→ Exercise brief
From the entries below, output the line with "Target: bicycle" and each following line up to and including the line with "Target: overcast sky", exactly as written.
────
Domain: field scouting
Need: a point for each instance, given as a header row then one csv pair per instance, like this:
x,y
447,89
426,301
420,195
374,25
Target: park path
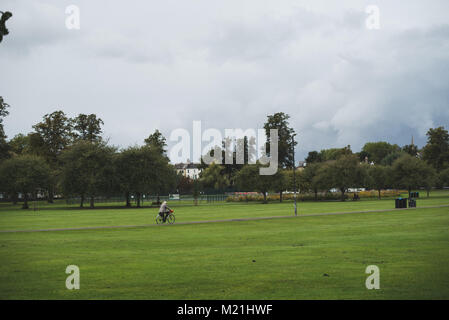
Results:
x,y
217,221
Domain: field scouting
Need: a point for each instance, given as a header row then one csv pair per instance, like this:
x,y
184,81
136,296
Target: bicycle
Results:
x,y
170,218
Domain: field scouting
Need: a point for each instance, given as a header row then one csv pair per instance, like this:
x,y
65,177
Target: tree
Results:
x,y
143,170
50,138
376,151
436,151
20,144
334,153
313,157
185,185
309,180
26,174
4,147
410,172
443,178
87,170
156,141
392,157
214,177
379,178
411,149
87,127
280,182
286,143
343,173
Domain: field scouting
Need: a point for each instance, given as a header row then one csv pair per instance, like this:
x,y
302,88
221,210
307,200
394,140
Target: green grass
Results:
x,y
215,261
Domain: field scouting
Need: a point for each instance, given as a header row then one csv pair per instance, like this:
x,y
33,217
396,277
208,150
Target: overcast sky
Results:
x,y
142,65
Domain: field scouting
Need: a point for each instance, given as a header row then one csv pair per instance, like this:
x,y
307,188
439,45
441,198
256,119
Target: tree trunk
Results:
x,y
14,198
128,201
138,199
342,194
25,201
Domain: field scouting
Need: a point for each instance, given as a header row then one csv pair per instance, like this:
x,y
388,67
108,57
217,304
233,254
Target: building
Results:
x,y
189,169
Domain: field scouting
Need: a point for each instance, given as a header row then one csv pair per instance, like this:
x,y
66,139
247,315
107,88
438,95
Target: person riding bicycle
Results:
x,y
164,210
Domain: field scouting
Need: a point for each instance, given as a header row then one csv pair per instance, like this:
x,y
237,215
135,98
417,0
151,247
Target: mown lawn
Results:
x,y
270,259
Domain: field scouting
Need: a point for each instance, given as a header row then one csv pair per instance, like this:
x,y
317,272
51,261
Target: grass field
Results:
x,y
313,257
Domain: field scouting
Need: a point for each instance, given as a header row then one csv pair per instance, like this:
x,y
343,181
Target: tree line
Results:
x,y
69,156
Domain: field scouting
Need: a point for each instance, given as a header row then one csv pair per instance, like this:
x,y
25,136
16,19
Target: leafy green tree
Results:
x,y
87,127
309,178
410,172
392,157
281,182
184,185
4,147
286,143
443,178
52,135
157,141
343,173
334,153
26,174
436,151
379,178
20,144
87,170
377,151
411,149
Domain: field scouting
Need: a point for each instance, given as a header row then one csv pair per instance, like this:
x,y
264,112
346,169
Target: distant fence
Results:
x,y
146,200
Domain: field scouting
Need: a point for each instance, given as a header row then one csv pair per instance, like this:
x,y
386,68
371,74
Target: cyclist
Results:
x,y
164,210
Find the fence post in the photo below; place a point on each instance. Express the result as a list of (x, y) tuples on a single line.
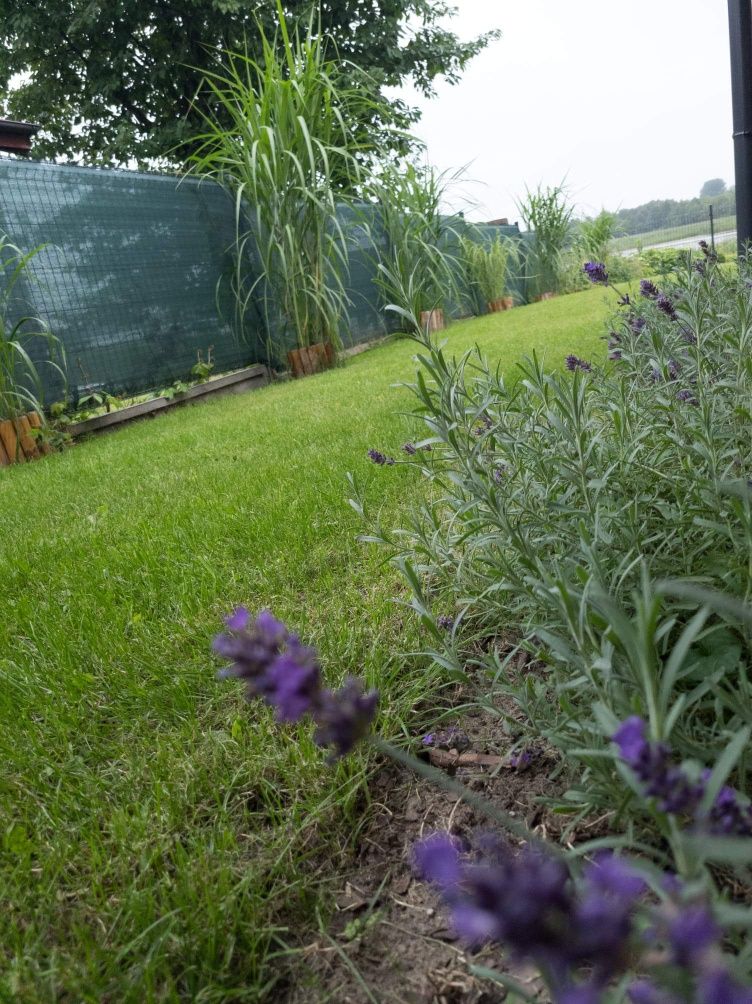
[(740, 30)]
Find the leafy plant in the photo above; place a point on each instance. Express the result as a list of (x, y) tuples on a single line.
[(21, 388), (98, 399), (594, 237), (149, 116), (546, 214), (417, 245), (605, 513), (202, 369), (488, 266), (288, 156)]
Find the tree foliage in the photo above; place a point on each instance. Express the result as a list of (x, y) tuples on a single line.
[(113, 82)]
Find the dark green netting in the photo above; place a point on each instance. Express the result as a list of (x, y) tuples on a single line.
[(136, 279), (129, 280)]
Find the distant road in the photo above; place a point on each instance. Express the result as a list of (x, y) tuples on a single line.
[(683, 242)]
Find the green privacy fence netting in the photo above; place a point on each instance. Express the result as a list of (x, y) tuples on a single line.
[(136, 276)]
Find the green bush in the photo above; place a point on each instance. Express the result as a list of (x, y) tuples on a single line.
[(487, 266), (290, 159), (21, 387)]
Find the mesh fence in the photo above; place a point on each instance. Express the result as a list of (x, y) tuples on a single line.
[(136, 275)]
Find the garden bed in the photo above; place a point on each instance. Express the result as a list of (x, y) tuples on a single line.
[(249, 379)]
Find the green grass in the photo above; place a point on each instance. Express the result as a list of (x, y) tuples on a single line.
────
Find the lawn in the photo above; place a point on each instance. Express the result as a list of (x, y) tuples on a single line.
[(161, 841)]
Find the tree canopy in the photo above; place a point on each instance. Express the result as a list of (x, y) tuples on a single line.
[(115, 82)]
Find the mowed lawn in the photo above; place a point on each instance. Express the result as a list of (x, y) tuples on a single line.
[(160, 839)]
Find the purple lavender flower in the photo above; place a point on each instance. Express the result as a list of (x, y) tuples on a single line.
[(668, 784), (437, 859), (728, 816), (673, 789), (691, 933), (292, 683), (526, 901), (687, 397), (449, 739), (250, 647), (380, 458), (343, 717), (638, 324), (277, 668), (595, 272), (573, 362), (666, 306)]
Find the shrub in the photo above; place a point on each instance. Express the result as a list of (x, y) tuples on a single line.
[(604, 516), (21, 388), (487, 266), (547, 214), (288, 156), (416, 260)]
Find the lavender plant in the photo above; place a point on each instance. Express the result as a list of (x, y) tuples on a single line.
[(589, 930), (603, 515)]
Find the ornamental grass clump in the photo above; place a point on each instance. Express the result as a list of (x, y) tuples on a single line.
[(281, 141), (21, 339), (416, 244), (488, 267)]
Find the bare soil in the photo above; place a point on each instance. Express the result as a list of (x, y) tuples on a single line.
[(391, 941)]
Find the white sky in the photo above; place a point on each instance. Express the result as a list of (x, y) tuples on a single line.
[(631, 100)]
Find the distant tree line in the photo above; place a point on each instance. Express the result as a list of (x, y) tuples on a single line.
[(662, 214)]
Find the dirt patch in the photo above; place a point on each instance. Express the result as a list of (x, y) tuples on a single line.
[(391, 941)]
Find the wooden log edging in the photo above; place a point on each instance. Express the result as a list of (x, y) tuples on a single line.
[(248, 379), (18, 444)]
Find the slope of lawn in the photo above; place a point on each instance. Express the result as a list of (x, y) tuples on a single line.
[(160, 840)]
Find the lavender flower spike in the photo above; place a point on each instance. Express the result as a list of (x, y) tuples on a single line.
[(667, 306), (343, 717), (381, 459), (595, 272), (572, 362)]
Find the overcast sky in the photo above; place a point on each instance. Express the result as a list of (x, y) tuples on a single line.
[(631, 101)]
────
→ Solution to this problem
Target: bicycle
Results:
x,y
170,218
Domain: field scouting
Need: a point for each instance, given as a header row then one csv pair per instance, like this:
x,y
65,177
Target: tree
Results:
x,y
143,170
50,138
376,151
436,151
20,144
334,153
313,157
185,185
309,180
26,174
4,147
410,172
443,178
87,170
156,141
392,157
214,177
379,178
411,149
87,127
280,182
286,143
343,173
Domain: field scouting
Need: a point for each instance, given as a header row then one csv pair per instance, like this:
x,y
302,88
221,210
307,200
394,140
Target: green grass
Results:
x,y
215,261
Domain: field scouting
Need: a point for each instance, given as a header row then one csv pair per instance, like this:
x,y
33,217
396,277
208,150
Target: overcast sky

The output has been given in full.